- Exercise objective
Reproduce every entry exactly.

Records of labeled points
** start **

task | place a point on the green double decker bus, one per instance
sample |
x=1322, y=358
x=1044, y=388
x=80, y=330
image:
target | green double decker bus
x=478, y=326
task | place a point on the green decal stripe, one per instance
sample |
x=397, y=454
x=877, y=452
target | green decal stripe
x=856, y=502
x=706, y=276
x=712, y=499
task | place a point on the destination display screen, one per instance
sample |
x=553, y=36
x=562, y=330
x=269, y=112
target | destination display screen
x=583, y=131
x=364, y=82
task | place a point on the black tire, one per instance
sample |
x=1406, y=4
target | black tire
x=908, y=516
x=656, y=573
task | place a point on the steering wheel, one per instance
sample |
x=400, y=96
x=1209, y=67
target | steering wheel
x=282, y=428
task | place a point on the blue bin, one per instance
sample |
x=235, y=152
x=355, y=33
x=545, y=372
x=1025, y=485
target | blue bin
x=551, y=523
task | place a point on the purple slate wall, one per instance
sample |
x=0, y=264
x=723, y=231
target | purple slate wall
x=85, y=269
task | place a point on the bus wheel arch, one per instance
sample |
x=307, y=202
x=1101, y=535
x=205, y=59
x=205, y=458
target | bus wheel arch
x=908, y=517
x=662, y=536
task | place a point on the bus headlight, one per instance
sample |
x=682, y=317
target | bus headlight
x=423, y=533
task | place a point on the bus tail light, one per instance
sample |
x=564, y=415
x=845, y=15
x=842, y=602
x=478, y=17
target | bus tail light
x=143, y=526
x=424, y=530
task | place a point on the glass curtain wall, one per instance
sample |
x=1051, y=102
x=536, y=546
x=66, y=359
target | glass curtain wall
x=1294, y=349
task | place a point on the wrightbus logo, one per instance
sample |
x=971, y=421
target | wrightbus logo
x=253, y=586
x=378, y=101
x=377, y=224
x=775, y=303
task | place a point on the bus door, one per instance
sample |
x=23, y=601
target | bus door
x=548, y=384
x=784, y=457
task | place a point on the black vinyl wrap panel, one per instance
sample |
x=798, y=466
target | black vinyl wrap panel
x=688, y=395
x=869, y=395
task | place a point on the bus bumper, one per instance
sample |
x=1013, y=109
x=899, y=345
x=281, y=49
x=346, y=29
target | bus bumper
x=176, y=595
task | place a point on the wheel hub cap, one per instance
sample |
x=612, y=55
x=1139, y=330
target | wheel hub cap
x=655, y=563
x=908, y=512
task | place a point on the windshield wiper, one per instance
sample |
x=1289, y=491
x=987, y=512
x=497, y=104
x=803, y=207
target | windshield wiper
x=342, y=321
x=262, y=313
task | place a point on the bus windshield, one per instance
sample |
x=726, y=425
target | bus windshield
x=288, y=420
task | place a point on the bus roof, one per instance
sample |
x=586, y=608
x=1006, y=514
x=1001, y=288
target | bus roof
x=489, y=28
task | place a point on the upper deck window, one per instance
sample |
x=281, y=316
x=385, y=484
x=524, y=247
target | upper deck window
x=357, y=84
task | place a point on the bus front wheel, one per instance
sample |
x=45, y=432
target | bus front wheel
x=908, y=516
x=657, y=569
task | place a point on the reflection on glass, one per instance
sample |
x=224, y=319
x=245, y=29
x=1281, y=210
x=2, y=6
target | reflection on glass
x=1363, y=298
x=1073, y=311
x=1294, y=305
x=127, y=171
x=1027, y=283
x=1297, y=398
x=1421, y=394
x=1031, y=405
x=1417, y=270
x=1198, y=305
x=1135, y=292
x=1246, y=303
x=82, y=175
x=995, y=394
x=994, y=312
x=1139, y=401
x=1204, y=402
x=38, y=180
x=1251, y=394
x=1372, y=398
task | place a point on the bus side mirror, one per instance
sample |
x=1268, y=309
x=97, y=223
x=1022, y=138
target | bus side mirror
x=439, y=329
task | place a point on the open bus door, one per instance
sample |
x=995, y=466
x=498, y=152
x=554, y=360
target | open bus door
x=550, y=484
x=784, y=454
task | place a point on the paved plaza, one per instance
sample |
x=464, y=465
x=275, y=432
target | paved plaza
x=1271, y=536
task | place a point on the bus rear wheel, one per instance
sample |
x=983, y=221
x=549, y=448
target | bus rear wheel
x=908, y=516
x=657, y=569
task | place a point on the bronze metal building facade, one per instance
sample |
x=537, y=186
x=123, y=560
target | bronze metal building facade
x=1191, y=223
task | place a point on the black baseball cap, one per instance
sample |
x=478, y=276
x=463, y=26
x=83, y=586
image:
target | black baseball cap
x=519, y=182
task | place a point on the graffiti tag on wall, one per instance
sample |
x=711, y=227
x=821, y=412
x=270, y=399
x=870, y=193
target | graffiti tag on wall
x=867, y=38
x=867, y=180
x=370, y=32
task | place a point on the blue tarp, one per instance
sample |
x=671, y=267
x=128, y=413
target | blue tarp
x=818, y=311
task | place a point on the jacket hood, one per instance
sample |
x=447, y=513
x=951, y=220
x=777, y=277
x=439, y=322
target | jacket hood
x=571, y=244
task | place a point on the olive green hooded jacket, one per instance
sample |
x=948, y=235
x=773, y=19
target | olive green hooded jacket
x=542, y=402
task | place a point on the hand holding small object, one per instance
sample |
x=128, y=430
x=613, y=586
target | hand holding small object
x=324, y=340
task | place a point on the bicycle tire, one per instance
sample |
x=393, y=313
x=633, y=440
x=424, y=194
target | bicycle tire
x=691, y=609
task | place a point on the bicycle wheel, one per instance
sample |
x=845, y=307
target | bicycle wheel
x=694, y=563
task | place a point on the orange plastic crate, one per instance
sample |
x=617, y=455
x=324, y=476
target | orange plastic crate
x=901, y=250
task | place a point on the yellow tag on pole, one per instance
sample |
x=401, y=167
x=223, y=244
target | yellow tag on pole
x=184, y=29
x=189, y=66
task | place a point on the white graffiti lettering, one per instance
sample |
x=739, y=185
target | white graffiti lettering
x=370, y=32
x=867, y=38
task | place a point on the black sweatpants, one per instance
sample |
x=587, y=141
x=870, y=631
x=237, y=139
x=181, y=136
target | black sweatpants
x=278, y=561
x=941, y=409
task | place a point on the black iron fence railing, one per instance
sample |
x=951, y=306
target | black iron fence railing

** end **

- Task output
task | place a point on the green double decker bus, one per instance
sample |
x=1322, y=358
x=1044, y=388
x=80, y=330
image:
target | green double decker bus
x=478, y=326
task | place a point on the green decal stripe, one per instance
sample |
x=397, y=454
x=877, y=452
target | green decal stripe
x=856, y=502
x=706, y=276
x=712, y=499
task | place a point on the destination display screen, one per instance
sample |
x=553, y=36
x=562, y=330
x=269, y=112
target | destination display screen
x=583, y=131
x=364, y=82
task | place a point on the black tire, one per instance
sample |
x=1406, y=4
target | black tire
x=908, y=516
x=656, y=573
task | place a point on the steering wheel, one per instance
sample |
x=400, y=96
x=1209, y=67
target | steering wheel
x=282, y=428
task | place a point on the blue bin, one per instance
sample |
x=235, y=152
x=355, y=33
x=545, y=372
x=1025, y=485
target | blue bin
x=551, y=523
task | place a point on the purple slate wall, one per instance
sample |
x=0, y=264
x=723, y=231
target | purple slate wall
x=85, y=269
task | place a point on the bus wheel arch, one per instance
sample |
x=307, y=202
x=1101, y=535
x=205, y=59
x=205, y=458
target | bus wheel arch
x=908, y=517
x=662, y=536
task | place a point on the bus headlight, one per instance
sample |
x=682, y=317
target | bus headlight
x=423, y=533
task | place a point on the bus tail light, one per instance
sample |
x=564, y=415
x=845, y=15
x=842, y=602
x=478, y=17
target | bus tail light
x=143, y=526
x=424, y=530
task | place a point on the glass curtain wall, one per instance
sample |
x=1051, y=102
x=536, y=546
x=66, y=359
target | glass curtain wall
x=1294, y=349
task | place a point on the wrightbus logo, one per instance
sample |
x=971, y=421
target | wrightbus logo
x=253, y=586
x=378, y=101
x=377, y=224
x=775, y=303
task | place a point on the bus door, one per instance
sample |
x=23, y=601
target | bus door
x=548, y=384
x=784, y=457
task | place a point on the black vinyl wrap panel, one per instance
sample |
x=798, y=466
target | black vinyl wrap panel
x=688, y=395
x=869, y=395
task | place a point on the bus bumper, one per instance
sample |
x=1013, y=109
x=899, y=345
x=281, y=49
x=346, y=29
target | bus bumper
x=176, y=595
task | place a point on the wheel hub cap, one per instance
sample |
x=612, y=55
x=1139, y=330
target | wheel hub cap
x=655, y=563
x=908, y=512
task | place a point on the windshield wiper, one per instance
sample |
x=1289, y=491
x=987, y=512
x=497, y=104
x=803, y=207
target | windshield wiper
x=342, y=321
x=262, y=313
task | place a point on the bus windshield, one per instance
sample |
x=726, y=425
target | bus windshield
x=288, y=420
task | place a point on the bus roof, one per instance
sample |
x=586, y=608
x=1006, y=514
x=1001, y=288
target | bus roof
x=489, y=28
task | place a point on the upper deck window, one per instance
sample |
x=281, y=316
x=385, y=484
x=524, y=247
target | upper deck window
x=357, y=84
task | place a point on the bus front wheel, one per instance
sample |
x=45, y=432
target | bus front wheel
x=908, y=516
x=657, y=569
task | place a point on the reflection on glass, one per instance
sample |
x=224, y=319
x=245, y=29
x=1281, y=210
x=2, y=6
target | reflection on glass
x=1363, y=298
x=1073, y=311
x=1294, y=305
x=127, y=171
x=1027, y=283
x=1297, y=398
x=1421, y=394
x=1031, y=405
x=1417, y=270
x=1198, y=305
x=1135, y=292
x=1246, y=303
x=82, y=175
x=995, y=394
x=994, y=312
x=1139, y=401
x=1204, y=402
x=38, y=180
x=1251, y=394
x=1372, y=398
task | place a point on the bus side mirror, one per instance
sample |
x=1268, y=309
x=97, y=223
x=1022, y=138
target | bus side mirror
x=439, y=329
task | place a point on the open bus door, one per instance
sample |
x=995, y=466
x=498, y=152
x=554, y=360
target | open bus door
x=550, y=484
x=784, y=454
task | place a point on the paved plaza, one per instance
sample |
x=464, y=465
x=275, y=432
target | paved plaza
x=1271, y=536
task | place a point on the bus rear wheel, one per instance
sample |
x=983, y=221
x=549, y=448
target | bus rear wheel
x=908, y=516
x=657, y=569
task | place a point on the bronze metal building facade, one per instance
sample |
x=537, y=186
x=123, y=560
target | bronze metal building facade
x=1191, y=223
task | place a point on the black baseball cap, one per instance
sample |
x=478, y=276
x=463, y=26
x=83, y=586
image:
target | black baseball cap
x=519, y=182
task | place a point on the graffiti tag on wall, one per instance
sample |
x=711, y=227
x=821, y=412
x=270, y=399
x=870, y=193
target | graffiti tag on wall
x=867, y=38
x=867, y=180
x=370, y=32
task | place a point on the blue tarp, one per instance
sample |
x=671, y=267
x=128, y=413
target | blue tarp
x=818, y=311
task | place a point on the jacket hood, one per instance
sample |
x=447, y=513
x=951, y=220
x=777, y=277
x=439, y=322
target | jacket hood
x=571, y=244
task | place a point on the olive green hooded jacket, one per instance
sample |
x=948, y=235
x=773, y=19
target | olive green hooded jacket
x=542, y=402
task | place a point on the hand holding small object, one per instance
sample |
x=128, y=430
x=613, y=586
target | hand holding small object
x=324, y=340
task | place a point on the bicycle tire, one per instance
sample |
x=393, y=313
x=633, y=440
x=424, y=194
target | bicycle tire
x=691, y=609
task | place a point on the bicycle wheel, one per instance
sample |
x=845, y=307
target | bicycle wheel
x=694, y=563
task | place a point on the orange plastic crate, one per instance
sample |
x=617, y=455
x=324, y=476
target | orange plastic crate
x=901, y=250
task | place a point on the yellow tag on pole, one per instance
sample |
x=401, y=167
x=223, y=244
target | yellow tag on pole
x=184, y=29
x=189, y=66
task | place a point on the white graffiti lettering, one per instance
sample |
x=739, y=185
target | white graffiti lettering
x=370, y=32
x=867, y=38
task | place a point on the black sweatpants, one per instance
sample |
x=587, y=141
x=870, y=631
x=237, y=139
x=181, y=136
target | black sweatpants
x=278, y=561
x=941, y=409
task | place a point on the black iron fence railing, one per instance
sample |
x=951, y=306
target | black iron fence railing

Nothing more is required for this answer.